START DATA FOR THE TASK
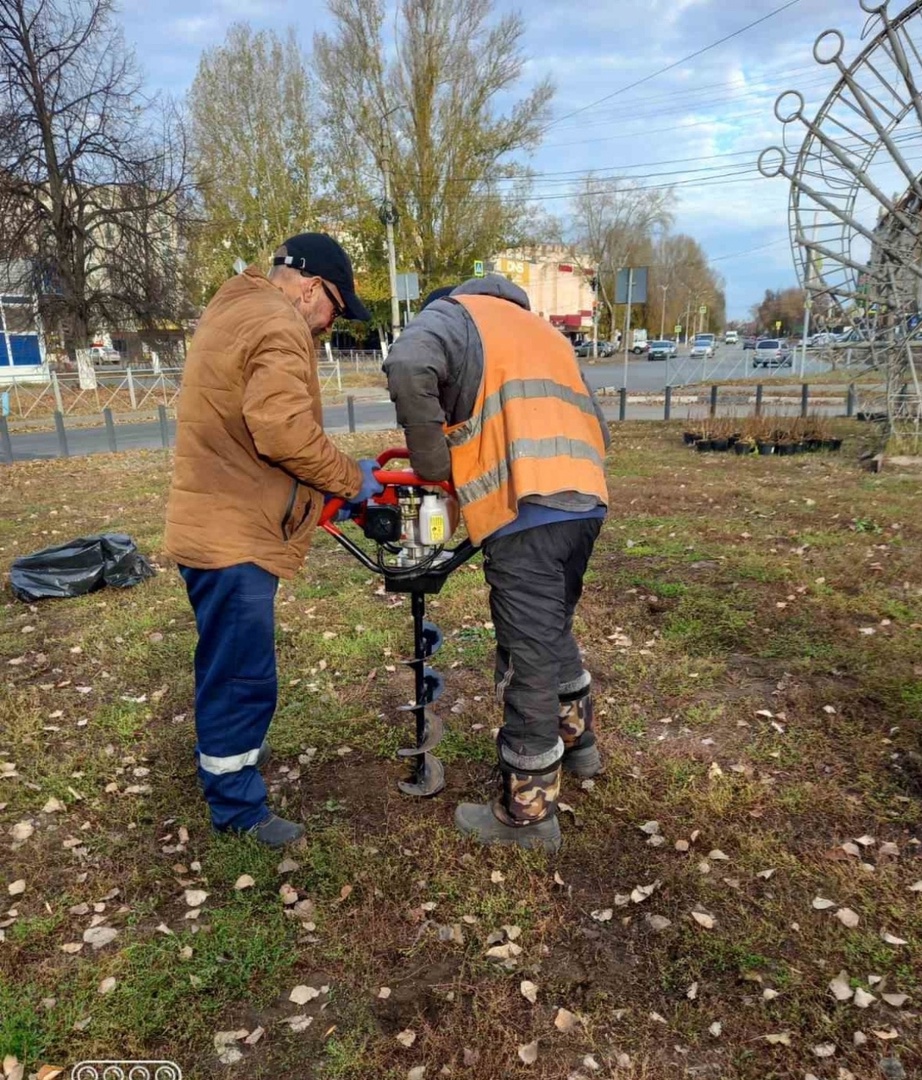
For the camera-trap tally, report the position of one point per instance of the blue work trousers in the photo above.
(235, 687)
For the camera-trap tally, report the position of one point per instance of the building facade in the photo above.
(558, 288)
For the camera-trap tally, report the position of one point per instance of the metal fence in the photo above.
(120, 390)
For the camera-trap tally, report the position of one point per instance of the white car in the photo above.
(702, 349)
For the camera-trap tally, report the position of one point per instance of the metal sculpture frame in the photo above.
(840, 166)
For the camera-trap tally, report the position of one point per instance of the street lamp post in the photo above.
(663, 315)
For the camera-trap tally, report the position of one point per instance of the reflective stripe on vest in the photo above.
(533, 430)
(511, 390)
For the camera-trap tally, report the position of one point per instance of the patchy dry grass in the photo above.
(722, 590)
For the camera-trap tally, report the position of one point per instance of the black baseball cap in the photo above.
(437, 294)
(317, 254)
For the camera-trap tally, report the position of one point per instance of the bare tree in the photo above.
(429, 112)
(253, 133)
(614, 221)
(92, 173)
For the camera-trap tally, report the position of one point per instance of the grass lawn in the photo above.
(755, 630)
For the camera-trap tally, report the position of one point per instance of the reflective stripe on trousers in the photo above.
(235, 686)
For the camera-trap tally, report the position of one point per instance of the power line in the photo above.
(675, 64)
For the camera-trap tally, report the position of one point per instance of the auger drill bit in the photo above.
(428, 774)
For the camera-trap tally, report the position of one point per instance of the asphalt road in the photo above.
(643, 376)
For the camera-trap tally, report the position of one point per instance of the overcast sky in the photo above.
(702, 124)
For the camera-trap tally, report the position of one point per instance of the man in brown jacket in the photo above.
(251, 470)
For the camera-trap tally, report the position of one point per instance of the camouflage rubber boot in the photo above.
(524, 814)
(581, 754)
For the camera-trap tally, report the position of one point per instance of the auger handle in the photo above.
(388, 477)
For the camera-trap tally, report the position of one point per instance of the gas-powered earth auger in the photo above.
(410, 523)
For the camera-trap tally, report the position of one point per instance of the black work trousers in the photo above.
(536, 579)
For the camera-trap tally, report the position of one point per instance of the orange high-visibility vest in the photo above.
(533, 429)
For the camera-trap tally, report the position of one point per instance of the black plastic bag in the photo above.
(79, 566)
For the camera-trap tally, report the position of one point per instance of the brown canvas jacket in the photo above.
(252, 458)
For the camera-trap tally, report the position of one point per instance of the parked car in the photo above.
(702, 348)
(105, 354)
(602, 349)
(662, 350)
(772, 352)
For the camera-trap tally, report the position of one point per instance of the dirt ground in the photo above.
(739, 895)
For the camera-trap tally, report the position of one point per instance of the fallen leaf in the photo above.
(848, 917)
(301, 995)
(97, 936)
(897, 1000)
(528, 1054)
(893, 940)
(565, 1021)
(504, 952)
(299, 1022)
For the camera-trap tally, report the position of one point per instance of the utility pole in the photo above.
(389, 217)
(663, 316)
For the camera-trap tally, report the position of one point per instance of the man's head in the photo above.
(314, 272)
(437, 294)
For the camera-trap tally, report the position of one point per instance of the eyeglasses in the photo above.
(338, 309)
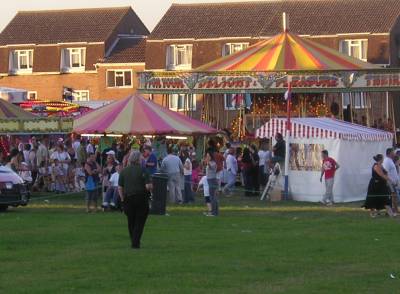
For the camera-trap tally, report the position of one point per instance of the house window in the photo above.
(179, 57)
(81, 95)
(182, 102)
(119, 78)
(21, 61)
(73, 59)
(32, 95)
(355, 48)
(230, 48)
(358, 101)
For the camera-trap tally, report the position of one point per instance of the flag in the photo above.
(288, 93)
(288, 98)
(237, 100)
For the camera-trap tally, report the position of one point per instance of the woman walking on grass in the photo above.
(378, 196)
(211, 173)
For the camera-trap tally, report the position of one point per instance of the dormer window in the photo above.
(231, 48)
(73, 59)
(21, 61)
(179, 57)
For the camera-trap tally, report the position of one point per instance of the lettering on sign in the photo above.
(314, 81)
(382, 80)
(226, 83)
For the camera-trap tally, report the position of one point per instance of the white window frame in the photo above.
(360, 100)
(31, 92)
(82, 61)
(172, 56)
(115, 76)
(354, 43)
(78, 93)
(244, 45)
(175, 105)
(18, 54)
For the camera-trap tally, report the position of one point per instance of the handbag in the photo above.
(90, 185)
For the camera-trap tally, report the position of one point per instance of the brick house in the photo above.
(190, 35)
(95, 52)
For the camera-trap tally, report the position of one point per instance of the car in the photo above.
(13, 190)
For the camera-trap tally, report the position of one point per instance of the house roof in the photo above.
(62, 26)
(264, 18)
(128, 50)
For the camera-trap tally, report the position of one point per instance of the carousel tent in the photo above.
(286, 52)
(351, 145)
(136, 115)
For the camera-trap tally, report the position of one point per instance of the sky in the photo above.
(150, 11)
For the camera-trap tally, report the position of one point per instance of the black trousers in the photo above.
(136, 208)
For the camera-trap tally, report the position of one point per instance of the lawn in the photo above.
(253, 247)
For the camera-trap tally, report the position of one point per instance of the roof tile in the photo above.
(128, 50)
(62, 26)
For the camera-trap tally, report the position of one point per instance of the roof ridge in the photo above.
(256, 2)
(74, 9)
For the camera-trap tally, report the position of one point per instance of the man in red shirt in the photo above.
(329, 167)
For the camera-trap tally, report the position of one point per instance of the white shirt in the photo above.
(61, 156)
(231, 164)
(206, 189)
(75, 146)
(89, 149)
(114, 179)
(390, 167)
(265, 156)
(187, 168)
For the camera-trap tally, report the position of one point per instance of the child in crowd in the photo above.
(42, 181)
(71, 176)
(111, 199)
(206, 192)
(58, 176)
(79, 177)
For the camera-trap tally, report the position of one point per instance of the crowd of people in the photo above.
(77, 163)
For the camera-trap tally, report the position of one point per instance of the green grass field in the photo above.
(252, 247)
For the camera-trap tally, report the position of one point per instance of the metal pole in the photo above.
(287, 141)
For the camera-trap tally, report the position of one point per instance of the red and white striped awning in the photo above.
(322, 128)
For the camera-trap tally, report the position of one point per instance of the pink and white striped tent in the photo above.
(322, 128)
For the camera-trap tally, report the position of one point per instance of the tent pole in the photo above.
(351, 106)
(367, 107)
(387, 105)
(393, 126)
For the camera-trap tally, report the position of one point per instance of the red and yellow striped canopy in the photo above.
(286, 52)
(11, 111)
(136, 115)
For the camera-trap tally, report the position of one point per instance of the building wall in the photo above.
(105, 93)
(50, 86)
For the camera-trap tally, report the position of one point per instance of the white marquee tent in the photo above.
(351, 145)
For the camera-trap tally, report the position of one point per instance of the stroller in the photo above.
(274, 174)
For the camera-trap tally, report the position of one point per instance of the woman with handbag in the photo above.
(134, 186)
(92, 171)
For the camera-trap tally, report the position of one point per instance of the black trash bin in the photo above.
(159, 201)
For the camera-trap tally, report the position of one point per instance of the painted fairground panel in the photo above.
(305, 157)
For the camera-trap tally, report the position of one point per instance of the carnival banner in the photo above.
(345, 81)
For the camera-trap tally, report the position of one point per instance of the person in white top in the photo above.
(187, 173)
(111, 198)
(265, 156)
(76, 144)
(232, 169)
(206, 192)
(90, 148)
(390, 167)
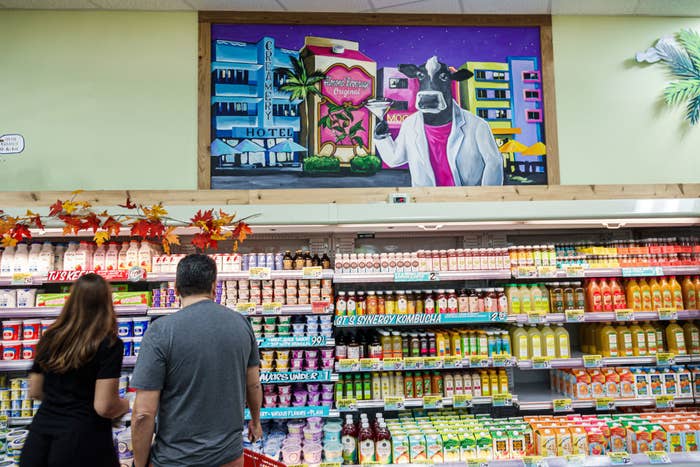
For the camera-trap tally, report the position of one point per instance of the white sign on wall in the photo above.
END DATA FOR THE TASK
Reproduce the material above in full, exactly, with no images.

For the camera-trap tally, report the position of one point per instance of the blue work trousers in the photo above.
(235, 687)
For the camera-trap tally, report the position of one point per instance of the building facade in the photo above.
(558, 288)
For the camera-trap tally, report the position of one point per instance of the metal fence in the photo above.
(120, 390)
For the camera-trap tally, report the position of one point per instance of the white car in the photo above.
(702, 349)
For the camera-trap tally, report the position of one point per instance of the metal sculpture frame in the photo above.
(840, 166)
For the camera-trap tally, report the position of one point per instance of the street lamp post in the photo above.
(663, 315)
For the camera-trap tally, report the position of one point per instance of the reflective stripe on vest in the photo above.
(533, 430)
(511, 390)
For the camera-trap tally, report the position of one point per instance of the patchy dry grass in the photo above.
(722, 590)
For the camera-trap tally, report the position of one point per instance of the black baseball cap in the photo above.
(437, 294)
(317, 254)
For the camera-trap tally, report the position of one point per instance of the bare tree in the photo above.
(429, 112)
(253, 133)
(614, 221)
(92, 173)
For the camera-trap tally, report the position of one point per instance of the grass lawn in the photo above.
(755, 630)
For the camera-trap tally, report the position of one point per instance of the reflective stripe on trousers in the photo above.
(235, 686)
For the camera-trap tally, report the position of one point per instance of the power line in the photo above.
(675, 64)
For the camera-trap tally, report the position of one point per instance of the auger drill bit in the photo above.
(428, 774)
For the camera-trap tally, report the position of one point per instance of the asphalt road in the photo above.
(643, 376)
For the camera-trap tally, report the position of one point per instance of the overcast sky in the photo above.
(702, 124)
For the camera-trap tally, report the position of one point per instance of the man in brown jacket in the photo above.
(251, 470)
For the camera-trap tally, report the position of one point per instance of the camouflage rubber boot in the photo above.
(524, 814)
(581, 754)
For the camera-trap tally, report the position of one point per instance of the auger handle in the photo above.
(388, 477)
For the camera-trap tally, report the position of one point per instance of the gas-powered earth auger in the photo above.
(410, 523)
For the camera-trap tally, report the position of one point per instance of the black work trousers in the photo above.
(536, 579)
For the camera-trap tally, report the position of one point per instance of the orange high-visibility vest in the photo above.
(533, 429)
For the camera-trap tally, report the position of one point per instance of the black plastic bag in the photo above.
(79, 566)
For the camera-trap tally, report the position of one point per instance of the brown canvas jacket in the photo above.
(252, 458)
For the camera-trap tally, report the position of one point per instance of the parked car in the photo above.
(702, 348)
(105, 354)
(602, 349)
(662, 350)
(772, 352)
For the camera-trap tally, report the position of one point per instance of the dirt ground in the photo above.
(739, 895)
For the camera-trap tally, report the position of one point per instance of the fallen leaf in the photo above.
(848, 917)
(301, 995)
(97, 936)
(897, 1000)
(528, 1054)
(893, 940)
(565, 1021)
(504, 952)
(299, 1022)
For the camera-trap tally, report the position of one point per instance of the utility pole in the photo above.
(389, 217)
(663, 316)
For the camera-trap tally, report the position of one point per instance of the man's head in the photo above.
(314, 272)
(437, 294)
For the camera-trap tally, report the position of one point per instance of the eyeglasses in the photo above.
(338, 309)
For the camera-trap tally, report the position of one point per instance of the house window in the photo above.
(179, 57)
(81, 95)
(182, 102)
(119, 78)
(21, 61)
(73, 59)
(32, 95)
(355, 48)
(230, 48)
(358, 101)
For the camera-trap tally, report the position of one point per instance of the flag in the photo above.
(288, 93)
(288, 98)
(237, 100)
For the camera-trap tally, report the position of one point per instance of the woman walking on grass in the photo above.
(378, 196)
(211, 173)
For the camera-trap tally, report the position of one point per instance of the dormer window in the photo above.
(231, 48)
(73, 59)
(21, 61)
(179, 57)
For the camera-trap tally, report the position of one point per instance of the lettering on sign in the photo above.
(314, 81)
(382, 80)
(226, 83)
For the camera-trap tally, report the position of one point per instance of the white window frame in the photo above.
(360, 100)
(31, 92)
(82, 61)
(172, 56)
(115, 76)
(354, 43)
(78, 93)
(244, 45)
(175, 105)
(18, 54)
For the camera-trap tally, report the position of one point per instance of the handbag in the photo above.
(90, 185)
For the camera-trap tally, report the position of one point per instance of the brick house in the photo above.
(190, 35)
(95, 52)
For the camera-trap tally, report the position of one point per instance of the car in the photo above.
(13, 190)
For the camera-trap tally, report the position of one point per instance of the house roof in the photo above.
(62, 26)
(264, 18)
(128, 50)
For the camera-trap tally, report the position of one point per instance of the carousel tent in the photo above.
(286, 52)
(351, 145)
(136, 115)
For the camera-trap tally, report the position of one point per instance of the sky in the photo above.
(150, 11)
For the camera-trap tally, report the position of one point per instance of the black trousers in the photo above.
(136, 208)
For the camera-trap tally, report the position of one point per instance of the lawn in the photo above.
(253, 247)
For the camera-trap tally, report the position of one point per instance of the roof tile in the photo above.
(128, 50)
(62, 26)
For the camera-trap tally, report the position of one point per instance of the roof ridge in the photo above.
(256, 2)
(74, 9)
For the camera-trap tally, report the position of one point per instance of the man in red shirt in the photo above.
(329, 167)
For the camera-trap tally, report the position of one point per instance of the white shirt in the photo above.
(61, 156)
(231, 164)
(206, 189)
(75, 146)
(89, 149)
(114, 179)
(390, 167)
(265, 156)
(187, 168)
For the camera-trap tally, report the position of one point per instance of the child in crowd in the photo above.
(42, 181)
(71, 176)
(111, 199)
(206, 192)
(58, 176)
(79, 177)
For the camera-trap tally, report the position of one point per instance of the crowd of people in the photo above.
(77, 163)
For the camera-trap tally, report the position of one point per instance of the green grass field in the photo above.
(252, 247)
For the camera-trap tally, report the position of one point per instance of the metal pole in the photo above.
(287, 141)
For the camera-trap tally, report the position of one point per instance of the red and white striped awning in the photo above.
(322, 128)
For the camera-trap tally, report the position of one point per instance of the pink and white striped tent in the photo above.
(322, 128)
For the camera-trap tally, report the position of one point per instance of the tent pole in the photo above.
(351, 106)
(367, 107)
(387, 105)
(393, 126)
For the camera-trap tally, report the position of one point per instance of the red and yellow striped canopy in the photo above.
(286, 52)
(11, 111)
(136, 115)
For the camera-trap tally, report the position of one point per instance of the building wall in the photo above.
(105, 93)
(50, 86)
For the camera-trap tally, report the position of one point per instance of the white marquee tent in the photo above.
(351, 145)
For the camera-trap tally, report the position of one point per instance of the stroller in the photo above.
(274, 174)
For the camera-trap tally, report the position of one point per instance of the woman with handbag in the photo above.
(134, 186)
(92, 171)
For the camera-trap tally, report the position of one point per instance of the black trash bin in the photo above.
(159, 201)
For the camera-trap tally, report the position of one point per instance of the painted fairground panel in the photo above.
(305, 157)
For the camera-trap tally, report the position of one point per instance of the carnival banner in the photo above.
(345, 81)
For the camera-trap tally, report the position of one point per instance of the person in white top in the photo above.
(187, 173)
(111, 198)
(265, 156)
(76, 144)
(232, 169)
(206, 192)
(90, 148)
(390, 167)
For the camera-trap tally, report the position of one point per instance of the white sign on wall in the photo above.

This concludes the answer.